According to the MP3 player thread, how much did a friend pay for the 16GB Cowon J3 model in South Korea?
## START Supplied passage
# Need excellent Mp3 Player within 10k



## warrior047 (Oct 4, 2011)

Hello guys,
Am looking for one of the best mp3 players available.

I already own Zune HD and its awesome. Now I would like another Mp3 player that needs to be given as a gift. Hence I really want exceptional stuff. My budget is 10k.

Don't want zune HD as I am looking for something better and available in India.

Heard Cowon J3 is amazing and sounds best but guess 8gb itself costs 11k?
How about low end cowon iaudio9 at 7k? A strict NO to Apple ipod products please.

I also have sony NWZ-A844 OMOLED 8GB but I think my zune HD is better on the whole. So please suggest if am wrong and let me know which is the best Sound player available!!!


----------



## aniket.cain (Oct 4, 2011)

Then Cowon J3 it is...
I got mine from South Korea. A friend bought it for 8.7k for 16GB model there. But here you can get the 4GB model for around 9k and then pair it up with a 16GB micro sd card.


----------



## warrior047 (Oct 4, 2011)

aniket.cain said:


> Then Cowon J3 it is...
> I got mine from South Korea. A friend bought it for 8.7k for 16GB model there. But here you can get the 4GB model for around 9k and then pair it up with a 16GB micro sd card.



am looking for iaudio 9 due to budget...heard that the sound quality is same and J3 is more like a PMP...also, how much does the 16gb micro sd card cost now


----------



## aniket.cain (Oct 4, 2011)

A 16GB micro sd card costs around 1.1k.


----------



## Sarath (Oct 4, 2011)

Why averse to apple ipod touch?


----------



## warrior047 (Oct 4, 2011)

so should I go for cowon j3? makes sense for putting aside iaudio 9? Or if am looking at audio alone, will that suffice? Any other player you guys suggest? how abt sansa fuze+?



Sarath said:


> Why averse to apple ipod touch?



cuz i feel my zune hd sound is quite better than that of the so called touch. No offense but i feel they ain't vfm imho.


----------



## red dragon (Oct 4, 2011)

Son,the Zune hd you are boosting about is undoubtly far worse than the J3 and A9.
## END Supplied passage
## START Listing
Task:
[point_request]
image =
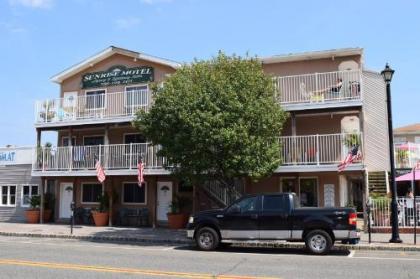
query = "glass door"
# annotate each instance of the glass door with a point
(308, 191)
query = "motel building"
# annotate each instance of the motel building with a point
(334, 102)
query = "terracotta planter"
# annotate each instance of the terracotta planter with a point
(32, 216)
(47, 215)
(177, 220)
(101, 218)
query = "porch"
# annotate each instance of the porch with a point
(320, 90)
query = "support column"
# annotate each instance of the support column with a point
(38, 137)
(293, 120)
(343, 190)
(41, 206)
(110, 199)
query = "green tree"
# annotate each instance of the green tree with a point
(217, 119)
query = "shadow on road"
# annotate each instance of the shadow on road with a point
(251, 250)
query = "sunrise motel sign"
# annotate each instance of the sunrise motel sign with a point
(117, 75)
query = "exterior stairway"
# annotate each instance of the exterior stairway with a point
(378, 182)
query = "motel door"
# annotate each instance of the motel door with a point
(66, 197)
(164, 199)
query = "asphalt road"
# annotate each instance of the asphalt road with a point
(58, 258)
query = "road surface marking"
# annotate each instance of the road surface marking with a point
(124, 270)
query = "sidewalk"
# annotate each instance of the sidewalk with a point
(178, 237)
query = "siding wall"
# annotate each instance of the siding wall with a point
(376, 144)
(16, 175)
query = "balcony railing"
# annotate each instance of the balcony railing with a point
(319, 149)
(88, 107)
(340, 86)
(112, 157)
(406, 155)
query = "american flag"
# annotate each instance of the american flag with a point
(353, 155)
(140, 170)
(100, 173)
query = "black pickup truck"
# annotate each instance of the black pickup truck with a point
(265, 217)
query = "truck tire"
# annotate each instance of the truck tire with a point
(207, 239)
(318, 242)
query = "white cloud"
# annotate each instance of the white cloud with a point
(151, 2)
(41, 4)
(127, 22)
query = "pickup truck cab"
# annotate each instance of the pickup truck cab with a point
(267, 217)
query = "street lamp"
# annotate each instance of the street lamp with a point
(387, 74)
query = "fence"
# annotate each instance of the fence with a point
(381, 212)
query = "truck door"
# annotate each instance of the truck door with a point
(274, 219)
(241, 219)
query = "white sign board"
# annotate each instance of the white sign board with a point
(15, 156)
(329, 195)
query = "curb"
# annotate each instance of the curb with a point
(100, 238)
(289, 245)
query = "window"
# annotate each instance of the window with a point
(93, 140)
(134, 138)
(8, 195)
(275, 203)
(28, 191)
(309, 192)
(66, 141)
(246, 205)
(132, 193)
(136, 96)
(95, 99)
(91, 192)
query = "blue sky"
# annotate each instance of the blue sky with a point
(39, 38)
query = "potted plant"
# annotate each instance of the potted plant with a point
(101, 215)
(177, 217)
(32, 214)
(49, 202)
## END Listing
The solution — 8.7k